> **List of tasks**:
1. According to the article on the sedition case against Sanjay Singh, on what date did the Uttar Pradesh police file an FIR against him?
2. Extend the article on the sedition case against Sanjay Singh with a few paragraphs that follow on from its last sentence.

The sedition case registered against Aam Aadmi Party member Sanjay Singh by the Uttar Pradesh police in Yogi Adityanath’s state may come as a surprise, but if you look at how the Bharatiya Janata Party starts fighting its election way ahead of others, you’ll find method to the sedition madness.
It has to do with who chief minister Yogi Adityanath fears the most in UP. It’s not Akhilesh Yadav, Priyanka Gandhi or Mayawati.
Mayawati is no longer the feisty leader she used to be and is hardly a threat to the BJP. Akhilesh Yadav is in his peaceful and inactive mode. Ajay Kumar Lallu is trying to break Gandhi’s record of the number of times one can be detained by the police. None of them bothers Yogi Adityanath.
It is the new entrant in UP politics — the Aam Aadmi Party (AAP) — that has become the BJP’s new foe. Not the sleepy elephant or the slow cycle, the AAP has too little to lose in the state and hence is the loudest.
The AAP is turning up the heat on the alleged ‘Brahmin murders’ in the state. It is a party whose modus operandi in UP is yet not known. The sedition case against Sanjay Singh shows that Yogi Adityanath is keeping an eye on the party.
Sedition charges on a caste survey
Sanjay Singh, a Rajya Sabha MP and AAP’s UP in-charge, has been on a spree of visits to the state, and in almost all his video appearances, he thunders against Yogi Adityanath. On 1 September, the UP police filed an FIR against him under various sections of the IPC for a survey he had been involved in. The result, Singh claimed, showed that 63 per cent of the participants considered the Yogi government to be ‘casteist’ and ‘Thakurvadi’. Now, a sedition charge has been added to the same FIR against Singh.

> **Material supplied**:
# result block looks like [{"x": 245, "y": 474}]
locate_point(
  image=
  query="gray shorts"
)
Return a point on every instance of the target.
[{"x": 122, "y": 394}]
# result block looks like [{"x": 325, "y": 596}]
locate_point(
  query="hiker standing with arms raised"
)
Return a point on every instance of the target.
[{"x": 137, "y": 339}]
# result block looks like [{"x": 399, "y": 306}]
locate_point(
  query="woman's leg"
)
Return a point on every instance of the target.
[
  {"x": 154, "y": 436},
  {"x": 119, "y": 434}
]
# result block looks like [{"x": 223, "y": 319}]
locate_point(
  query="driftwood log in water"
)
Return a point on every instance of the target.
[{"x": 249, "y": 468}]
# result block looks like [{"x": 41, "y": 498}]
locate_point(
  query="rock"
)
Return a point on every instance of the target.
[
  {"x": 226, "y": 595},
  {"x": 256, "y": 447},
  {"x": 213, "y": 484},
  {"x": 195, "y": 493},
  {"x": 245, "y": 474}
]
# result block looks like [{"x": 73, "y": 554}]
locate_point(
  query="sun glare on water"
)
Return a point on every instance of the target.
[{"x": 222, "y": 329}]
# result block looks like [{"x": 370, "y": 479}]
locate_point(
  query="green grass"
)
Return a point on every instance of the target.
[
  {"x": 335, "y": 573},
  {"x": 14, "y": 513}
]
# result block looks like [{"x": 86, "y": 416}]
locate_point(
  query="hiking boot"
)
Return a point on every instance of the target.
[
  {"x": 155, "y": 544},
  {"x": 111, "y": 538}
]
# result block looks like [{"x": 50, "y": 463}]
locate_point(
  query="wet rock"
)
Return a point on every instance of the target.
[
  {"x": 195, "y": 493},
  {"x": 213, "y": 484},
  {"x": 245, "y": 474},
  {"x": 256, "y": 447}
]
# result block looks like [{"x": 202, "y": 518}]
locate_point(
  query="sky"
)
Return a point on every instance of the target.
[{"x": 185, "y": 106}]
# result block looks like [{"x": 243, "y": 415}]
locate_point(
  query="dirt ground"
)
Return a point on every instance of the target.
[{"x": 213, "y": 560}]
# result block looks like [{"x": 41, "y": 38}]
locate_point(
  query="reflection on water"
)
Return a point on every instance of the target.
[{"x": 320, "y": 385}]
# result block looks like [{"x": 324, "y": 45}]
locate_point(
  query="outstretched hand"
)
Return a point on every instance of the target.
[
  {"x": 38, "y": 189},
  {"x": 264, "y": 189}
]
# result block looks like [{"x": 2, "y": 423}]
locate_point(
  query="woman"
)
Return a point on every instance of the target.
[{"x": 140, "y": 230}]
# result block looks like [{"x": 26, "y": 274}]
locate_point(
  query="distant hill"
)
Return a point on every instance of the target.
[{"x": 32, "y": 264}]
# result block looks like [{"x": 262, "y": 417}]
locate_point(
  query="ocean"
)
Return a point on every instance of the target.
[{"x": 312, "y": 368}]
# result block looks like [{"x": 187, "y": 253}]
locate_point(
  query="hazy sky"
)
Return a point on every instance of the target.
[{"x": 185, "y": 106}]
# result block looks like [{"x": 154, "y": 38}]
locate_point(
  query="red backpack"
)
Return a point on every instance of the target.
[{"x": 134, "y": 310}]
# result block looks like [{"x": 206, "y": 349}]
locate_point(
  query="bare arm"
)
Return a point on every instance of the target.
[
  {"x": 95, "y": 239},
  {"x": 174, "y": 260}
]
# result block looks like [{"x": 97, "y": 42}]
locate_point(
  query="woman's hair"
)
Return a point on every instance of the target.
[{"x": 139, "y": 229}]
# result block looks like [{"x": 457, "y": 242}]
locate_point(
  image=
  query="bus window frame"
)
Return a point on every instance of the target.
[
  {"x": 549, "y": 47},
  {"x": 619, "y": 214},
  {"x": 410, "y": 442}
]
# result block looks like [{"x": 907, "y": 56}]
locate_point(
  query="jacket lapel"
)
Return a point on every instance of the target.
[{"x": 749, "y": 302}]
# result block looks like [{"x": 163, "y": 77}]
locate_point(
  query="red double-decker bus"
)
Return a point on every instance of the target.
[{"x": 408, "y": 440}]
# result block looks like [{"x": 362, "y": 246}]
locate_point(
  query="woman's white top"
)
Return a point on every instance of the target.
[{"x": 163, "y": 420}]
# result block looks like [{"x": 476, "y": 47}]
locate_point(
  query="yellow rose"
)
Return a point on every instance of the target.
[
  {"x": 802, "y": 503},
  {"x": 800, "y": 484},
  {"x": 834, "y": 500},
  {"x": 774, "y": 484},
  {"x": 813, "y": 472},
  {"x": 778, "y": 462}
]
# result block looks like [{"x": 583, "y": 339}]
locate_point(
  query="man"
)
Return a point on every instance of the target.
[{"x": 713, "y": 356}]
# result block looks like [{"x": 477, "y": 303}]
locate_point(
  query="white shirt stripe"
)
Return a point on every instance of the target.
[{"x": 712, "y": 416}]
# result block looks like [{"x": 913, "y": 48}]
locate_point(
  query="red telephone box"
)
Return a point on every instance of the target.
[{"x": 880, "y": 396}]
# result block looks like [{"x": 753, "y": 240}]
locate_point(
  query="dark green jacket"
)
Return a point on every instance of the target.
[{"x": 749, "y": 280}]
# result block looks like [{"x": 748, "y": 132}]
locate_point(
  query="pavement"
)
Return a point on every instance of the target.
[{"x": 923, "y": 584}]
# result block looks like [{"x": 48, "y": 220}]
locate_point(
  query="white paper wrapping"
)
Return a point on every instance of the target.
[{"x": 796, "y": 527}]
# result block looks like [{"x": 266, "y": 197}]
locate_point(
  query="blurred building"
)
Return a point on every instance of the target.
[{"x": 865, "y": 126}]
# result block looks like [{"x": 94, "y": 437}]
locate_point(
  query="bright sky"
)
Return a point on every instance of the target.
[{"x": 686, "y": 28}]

> **List of answers**:
1. 1 September.

2.
Sanjay Singh had also accused the Yogi government of ‘massive corruption’ in the buying of Covid-related supplies. There are at least a dozen other FIRs registered against him, Singh says.
However, do recall that in 2017 the BJP made similar allegations against the Akhilesh Yadav government of hiring only Yadavs in the state police. The BJP had also carried out a caste survey. In the 2017 assembly election, it helped the BJP garner support and turn voters against the Samajwadi Party.
Sudden entry of AAP
Several people have accused the Yogi government of helping UP’s Thakurs and targeting Brahmins, Yadavs and Dalits. Bhaskar Dubey, national spokesperson of the Akhil Bhartiya Brahmin Ekta Parishad, alleged that the UP police had killed 84 Brahmins in ‘encounters’ since the killing of Kanpur gangster Vikas Dubey.
This kind of news is hardly helping the BJP’s caste calculus in the state.
At the same time, the sudden and unprecedented entry of the AAP has created further problems for the BJP. The Arvind Kejriwal-led party is eyeing the state’s assembly election in 2022.
The AAP is known to be a formidable opposition party. It uses similar tactics as the BJP — confrontational politics, aggressive statements and an IT cell onslaught on social media to establish an issue and then go full monty on the opposition. The party can match BJP’s ‘Jai Shri Ram’ with its own ‘Jai Hanuman’. The AAP’s success in the Delhi assembly election earlier this year has reignited its ambition to be a national party.
The BJP knows what it needs to do now in the heartland state of UP.
The 2007 episode
Yogi Adityanath has, however, forgotten when he broke down in Parliament in 2007 and asked the Speaker for protection against police brutality. Under the Mulayam Singh government, Yogi, then a Lok Sabha MP, was taken into custody for violating prohibitory orders. But this time, Yogi has conveniently forgotten that Sanjay Singh is also an MP and has the right to oppose a state government.
The more worrying part is that the AAP is undertaking the same politics as other parties in the state— one based on caste. Hindu religion and caste politics have been the arena of the BJP — it doesn’t want to cede this ground, not to the AAP, at least. The sedition charge against Sanjay Singh will clearly be seen as a warning.